> **SOAL**
Menurut tulisan tentang biaya pemilu legislatif 2009 di bawah, tolong sebutkan bagaimana banyak kalangan menilai pemilu tersebut.

Kamis, 23 April 2009

ANDAI MEREKA SADAR..

Posted on 08.58 by Muhammad Najihuddin

Ekonomi memang punya dampak yang sangat besar bagi kehidupan manusia. Termasuk di dalamnya aspek psikologis. Apalagi dalam masyarakat modern di mana materialisme berkembangbiak dengan sangat subur. Krisis ekonomi Amerika misalnya, yang mengakibatkan banyak orang kehilangan mata pencaharian diikuti dengan meningkatnya angka bunuh diri dan pembunuhan (kriminalitas) adalah bukti konkrit hal ini. Di Indonesia permasalah ekonomi (baca: keuangan) juga direspon dengan cara yang relatif sama. Bunuh diri, dan satu hal lain: gangguan kejiwaan. Pesta demokrasi yang berbiaya mahal ini di Indonesia terbukti mengakibatkan ganguan kejiwaan terhadap para kontestan, terutama para caleg yang gagal. Gelontoran dana besar yang mereka lakukan selama masa kampanye ternyata gagal merealisasikan keinginan mereka: harta dan tahta (dan mungkin juga wanita).

Pemilu legislatif ini diakui banyak kalangan sebagai salah satu pemilu yang berbiaya tinggi (high cost general election). Walau dalam pelaksanaannya terbilang kondusif, tetapi tetap seperti yang diramalkan banyak pihak, kualitasnya rendahan. Bahkan banyak kalangan juga menilai pemilu legislatif 2009 ini selain sebagai pemilu paling mahal juga pemilu dengan kualitas terburuk sepanjang sejarah penyelenggaran pemilu di Indonesia.

Bagi para caleg, pemilu memang membutuhkan pengorbanan dalam banyak hal. Waktu, tenaga, pikiran dan materi banyak yang tersedot untuk tujuan itu. Para kontestan caleg agar dipilih maka mau tidak mau mereka harus memperkenalkan diri kepada masyarakat yang akan menjadi pemilih (konstituen)-nya. Sosisalisasi politik ini bukan tidak berbiaya. Justru biayanya sangat besar. Para kontestan harus ”belanja politik” dengan membuat berbagai alat peraga untuk mempromosikan dirinya. Dari sekedar stiker, pamflet, spanduk, baliho, sampai iklan di media massa baik cetak maupun elektronik. Ditambah uang untu menggerakkan mesin politik mereka. Itu dalam politik yang dilakukan secara bersih. Jika dengan cara kotor, tentunya masih ditambah satu komponen penting lagi, yaitu anggaran untuk money politics. Sekilas saja bisa dibayangkan betapa besar dan yang harus dikeluarkan oleh seorang caleg.

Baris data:

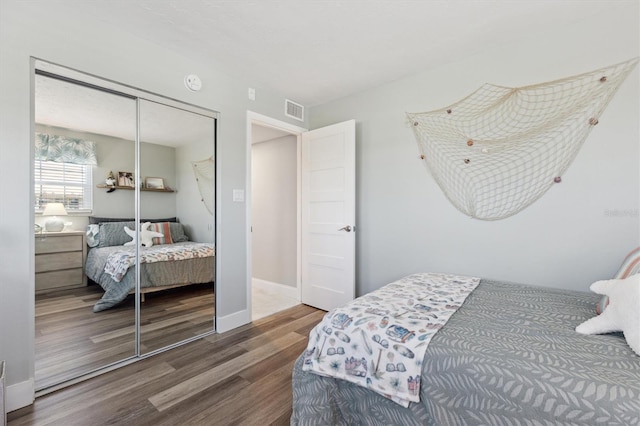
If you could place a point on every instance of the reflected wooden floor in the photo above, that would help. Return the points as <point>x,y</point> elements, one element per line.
<point>70,339</point>
<point>239,377</point>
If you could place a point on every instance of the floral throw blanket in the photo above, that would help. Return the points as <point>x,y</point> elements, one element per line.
<point>119,262</point>
<point>378,341</point>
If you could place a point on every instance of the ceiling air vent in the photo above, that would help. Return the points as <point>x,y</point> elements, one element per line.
<point>293,110</point>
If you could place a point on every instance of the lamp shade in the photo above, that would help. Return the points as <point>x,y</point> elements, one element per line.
<point>55,224</point>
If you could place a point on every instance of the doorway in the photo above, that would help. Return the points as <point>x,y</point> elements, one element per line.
<point>274,210</point>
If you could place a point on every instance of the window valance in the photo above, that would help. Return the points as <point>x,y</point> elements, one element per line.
<point>62,149</point>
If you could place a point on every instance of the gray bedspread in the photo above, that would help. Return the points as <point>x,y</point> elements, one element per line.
<point>157,274</point>
<point>508,356</point>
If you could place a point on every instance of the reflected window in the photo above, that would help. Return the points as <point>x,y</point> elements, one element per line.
<point>66,183</point>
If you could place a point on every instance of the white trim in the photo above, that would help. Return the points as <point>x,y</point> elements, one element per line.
<point>234,320</point>
<point>20,395</point>
<point>263,120</point>
<point>279,288</point>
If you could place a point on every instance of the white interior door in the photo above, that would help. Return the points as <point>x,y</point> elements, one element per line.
<point>328,216</point>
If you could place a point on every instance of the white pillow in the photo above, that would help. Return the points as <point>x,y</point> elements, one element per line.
<point>146,236</point>
<point>623,312</point>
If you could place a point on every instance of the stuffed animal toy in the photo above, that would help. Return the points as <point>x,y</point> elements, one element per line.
<point>146,236</point>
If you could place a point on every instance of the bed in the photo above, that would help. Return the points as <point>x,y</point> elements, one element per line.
<point>172,261</point>
<point>508,355</point>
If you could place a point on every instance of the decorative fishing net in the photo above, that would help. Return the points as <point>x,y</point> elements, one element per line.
<point>204,170</point>
<point>500,149</point>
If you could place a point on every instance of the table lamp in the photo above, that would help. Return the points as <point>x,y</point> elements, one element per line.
<point>54,224</point>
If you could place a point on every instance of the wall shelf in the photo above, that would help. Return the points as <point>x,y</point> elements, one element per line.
<point>131,188</point>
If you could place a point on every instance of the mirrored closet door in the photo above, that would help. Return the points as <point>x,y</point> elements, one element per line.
<point>176,173</point>
<point>106,158</point>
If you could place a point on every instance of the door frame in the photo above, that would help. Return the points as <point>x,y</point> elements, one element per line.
<point>265,121</point>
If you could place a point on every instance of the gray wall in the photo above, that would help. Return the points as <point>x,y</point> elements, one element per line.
<point>115,155</point>
<point>52,32</point>
<point>190,209</point>
<point>274,209</point>
<point>569,238</point>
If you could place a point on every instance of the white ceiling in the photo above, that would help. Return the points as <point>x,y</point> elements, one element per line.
<point>315,51</point>
<point>68,105</point>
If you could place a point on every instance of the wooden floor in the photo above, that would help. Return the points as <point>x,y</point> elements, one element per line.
<point>239,377</point>
<point>71,340</point>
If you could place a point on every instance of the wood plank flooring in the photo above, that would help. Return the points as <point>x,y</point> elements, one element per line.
<point>70,339</point>
<point>239,377</point>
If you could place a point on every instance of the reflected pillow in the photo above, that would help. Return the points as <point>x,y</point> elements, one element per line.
<point>93,235</point>
<point>163,228</point>
<point>177,232</point>
<point>97,220</point>
<point>112,233</point>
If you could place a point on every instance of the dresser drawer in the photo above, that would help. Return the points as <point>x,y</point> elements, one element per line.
<point>51,244</point>
<point>55,261</point>
<point>57,279</point>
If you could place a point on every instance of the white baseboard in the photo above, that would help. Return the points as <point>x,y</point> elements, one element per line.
<point>282,289</point>
<point>20,395</point>
<point>234,320</point>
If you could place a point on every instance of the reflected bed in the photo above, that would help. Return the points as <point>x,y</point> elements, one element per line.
<point>173,263</point>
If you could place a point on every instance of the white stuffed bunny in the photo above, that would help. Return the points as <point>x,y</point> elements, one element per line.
<point>146,236</point>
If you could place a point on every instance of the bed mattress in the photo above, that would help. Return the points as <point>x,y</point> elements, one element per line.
<point>509,355</point>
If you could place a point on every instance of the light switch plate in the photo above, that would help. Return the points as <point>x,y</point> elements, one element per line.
<point>238,195</point>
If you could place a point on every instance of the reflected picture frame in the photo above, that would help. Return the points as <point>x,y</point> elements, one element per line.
<point>126,179</point>
<point>154,183</point>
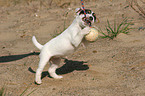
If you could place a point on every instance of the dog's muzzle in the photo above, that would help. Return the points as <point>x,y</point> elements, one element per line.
<point>88,20</point>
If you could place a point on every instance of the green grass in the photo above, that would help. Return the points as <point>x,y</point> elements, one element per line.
<point>113,31</point>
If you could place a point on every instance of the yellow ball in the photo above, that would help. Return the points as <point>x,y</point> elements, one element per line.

> **PEMBAHASAN SOAL**
Sebagai pemilu paling mahal sekaligus pemilu dengan kualitas terburuk sepanjang sejarah penyelenggaraan pemilu di Indonesia.